### WHAT THIS EXERCISE ASKS
1 - Translate the sentence "You have calculated the current at t = 2 sec." from the RC circuit thread into Spanish.
2 - In the RC circuit thread, why does the reply direct the poster to the potential difference across the capacitor at t = 2 sec? Answer in one to three sentences.

### SOURCE TEXT
====================

Rates of Change in a RC Circuit

[Thefox14]

Homework Statement

A 2.9 MΩ and a 2.8 μF capacitor are connected in series with an ideal battery with an EMF of 3 V. At 2 seconds after the circuit is initially connected to the battery:

What is the rate at which energy is being stored on the capacitor?

Homework Equations

dq/dt = v/r * e^(-t/RC) = 8.08e-7

The Attempt at a Solution

I have tried differentiating .5Q^2/C and got (dq/dt)/C But this didnt work. I did the same for .5CV^2

What am I doing wrong?

 

[Andrew Mason]

Homework Statement

A 2.9 MΩ and a 2.8 μF capacitor are connected in series with an ideal battery with an EMF of 3 V. At 2 seconds after the circuit is initially connected to the battery:

What is the rate at which energy is being stored on the capacitor?

Homework Equations

dq/dt = v/r * e^(-t/RC) = 8.08e-7

The Attempt at a Solution

I have tried differentiating .5Q^2/C and got (dq/dt)/C But this didnt work. I did the same for .5CV^2

What am I doing wrong?

You have calculated the current at t = 2 sec. That current is working against the potential difference across the capacitor. What is that potential difference at this time? What is the relationship between current, voltage and power?

====================

(Dataset records)
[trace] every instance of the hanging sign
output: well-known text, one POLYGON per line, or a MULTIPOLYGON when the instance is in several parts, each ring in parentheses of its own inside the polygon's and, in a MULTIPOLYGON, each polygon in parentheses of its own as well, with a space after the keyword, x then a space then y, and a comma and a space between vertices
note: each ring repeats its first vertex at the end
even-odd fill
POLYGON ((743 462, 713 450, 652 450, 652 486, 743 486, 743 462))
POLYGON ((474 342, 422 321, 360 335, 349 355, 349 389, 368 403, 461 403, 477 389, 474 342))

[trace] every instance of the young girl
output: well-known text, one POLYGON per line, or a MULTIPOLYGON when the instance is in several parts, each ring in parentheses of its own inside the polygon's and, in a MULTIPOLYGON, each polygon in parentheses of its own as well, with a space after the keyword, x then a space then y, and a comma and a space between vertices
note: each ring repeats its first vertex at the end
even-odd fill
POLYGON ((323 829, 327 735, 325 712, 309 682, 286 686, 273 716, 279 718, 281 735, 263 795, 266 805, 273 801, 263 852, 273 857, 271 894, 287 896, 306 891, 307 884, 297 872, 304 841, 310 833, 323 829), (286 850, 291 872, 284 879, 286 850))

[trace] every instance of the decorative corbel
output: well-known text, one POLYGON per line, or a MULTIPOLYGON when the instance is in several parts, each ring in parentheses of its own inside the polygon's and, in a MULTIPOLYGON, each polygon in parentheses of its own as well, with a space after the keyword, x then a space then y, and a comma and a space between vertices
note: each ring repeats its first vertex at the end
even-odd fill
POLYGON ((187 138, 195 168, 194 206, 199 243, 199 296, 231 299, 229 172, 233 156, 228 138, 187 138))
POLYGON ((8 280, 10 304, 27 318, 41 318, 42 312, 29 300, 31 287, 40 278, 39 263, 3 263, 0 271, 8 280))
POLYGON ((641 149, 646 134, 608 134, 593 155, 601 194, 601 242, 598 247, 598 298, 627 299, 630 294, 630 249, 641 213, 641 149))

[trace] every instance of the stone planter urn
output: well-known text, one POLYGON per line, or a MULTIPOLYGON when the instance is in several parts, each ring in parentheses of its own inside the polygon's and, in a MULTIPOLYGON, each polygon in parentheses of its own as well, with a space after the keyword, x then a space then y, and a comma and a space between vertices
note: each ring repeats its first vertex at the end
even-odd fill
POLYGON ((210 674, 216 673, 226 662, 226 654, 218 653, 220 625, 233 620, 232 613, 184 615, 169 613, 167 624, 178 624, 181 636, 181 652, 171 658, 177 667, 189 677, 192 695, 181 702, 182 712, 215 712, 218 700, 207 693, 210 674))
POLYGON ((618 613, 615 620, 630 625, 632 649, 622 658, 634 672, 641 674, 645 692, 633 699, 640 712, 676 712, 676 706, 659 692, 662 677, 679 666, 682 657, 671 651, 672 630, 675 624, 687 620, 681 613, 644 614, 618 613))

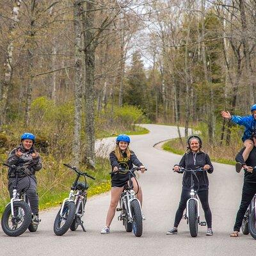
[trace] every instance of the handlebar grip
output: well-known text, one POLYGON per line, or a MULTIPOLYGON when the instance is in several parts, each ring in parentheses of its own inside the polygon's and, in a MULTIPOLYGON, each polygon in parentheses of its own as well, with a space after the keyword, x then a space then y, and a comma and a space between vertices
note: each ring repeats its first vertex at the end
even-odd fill
POLYGON ((63 164, 63 165, 66 167, 68 167, 70 169, 74 169, 74 168, 72 166, 71 166, 71 165, 69 165, 68 164, 63 164))
POLYGON ((92 177, 92 176, 91 176, 91 175, 89 175, 88 174, 86 174, 86 176, 88 177, 89 178, 92 179, 93 180, 95 180, 95 179, 96 179, 95 178, 94 178, 94 177, 92 177))
POLYGON ((12 167, 12 166, 9 165, 8 164, 6 164, 5 163, 3 163, 3 165, 4 165, 5 166, 10 167, 10 168, 12 167))

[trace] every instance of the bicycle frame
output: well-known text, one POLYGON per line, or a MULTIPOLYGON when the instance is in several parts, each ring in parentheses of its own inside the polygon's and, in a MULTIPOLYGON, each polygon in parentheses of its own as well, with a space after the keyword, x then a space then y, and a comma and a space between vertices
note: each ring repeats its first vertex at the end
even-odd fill
MULTIPOLYGON (((135 191, 133 190, 133 184, 131 180, 131 170, 129 170, 129 181, 127 186, 124 187, 124 192, 122 193, 120 199, 120 207, 121 209, 125 209, 128 222, 132 222, 133 217, 131 210, 131 204, 132 201, 136 200, 139 203, 140 207, 141 208, 140 202, 135 197, 135 191)), ((122 220, 125 216, 121 215, 118 216, 118 219, 122 220)))
MULTIPOLYGON (((196 202, 196 212, 197 212, 197 221, 198 223, 200 225, 204 226, 205 225, 205 221, 202 221, 200 222, 200 211, 199 211, 199 200, 196 198, 196 191, 194 189, 194 180, 193 179, 193 175, 195 174, 195 172, 196 172, 196 170, 185 170, 184 169, 184 171, 188 172, 191 173, 191 187, 190 187, 190 198, 188 200, 187 204, 186 204, 186 214, 184 216, 184 218, 187 220, 187 223, 188 223, 188 216, 189 216, 189 203, 191 200, 194 200, 196 202)), ((200 171, 201 172, 201 171, 200 171)))

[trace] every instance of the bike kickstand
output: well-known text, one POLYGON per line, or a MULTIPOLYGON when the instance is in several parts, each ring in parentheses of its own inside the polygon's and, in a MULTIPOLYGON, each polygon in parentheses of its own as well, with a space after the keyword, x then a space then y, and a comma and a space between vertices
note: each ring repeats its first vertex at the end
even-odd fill
POLYGON ((84 226, 84 222, 83 221, 80 221, 80 225, 81 225, 81 227, 82 227, 83 230, 84 232, 86 232, 86 230, 85 230, 84 226))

====================

### ANSWER LIST
1 - Has calculado la corriente en t = 2 s.

2 - The current the poster has already calculated for t = 2 sec is working against the potential difference across the capacitor. That potential difference at the same moment is therefore needed, together with the current, to apply the relationship between current, voltage and power.